Pointing dataset material
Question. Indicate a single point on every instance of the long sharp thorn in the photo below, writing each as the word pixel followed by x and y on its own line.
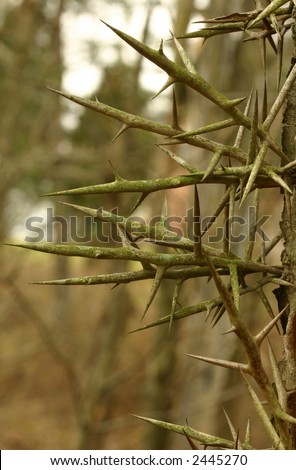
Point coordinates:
pixel 256 168
pixel 196 226
pixel 213 163
pixel 179 160
pixel 222 363
pixel 170 81
pixel 175 120
pixel 174 301
pixel 253 135
pixel 272 7
pixel 155 286
pixel 263 333
pixel 123 128
pixel 265 419
pixel 247 440
pixel 280 388
pixel 235 436
pixel 185 59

Goal of the exercise:
Print all of the material above line for line, with no changes, but leave the picture out.

Solved exercise:
Question. Indicate a single point on every instance of the long sharp thorn in the photo below, writing each as the word pixel followed by x and y on its own line.
Point coordinates:
pixel 256 168
pixel 196 226
pixel 213 163
pixel 179 160
pixel 222 363
pixel 170 81
pixel 175 120
pixel 174 301
pixel 253 135
pixel 272 7
pixel 155 286
pixel 263 333
pixel 123 128
pixel 265 419
pixel 247 440
pixel 280 388
pixel 235 436
pixel 185 59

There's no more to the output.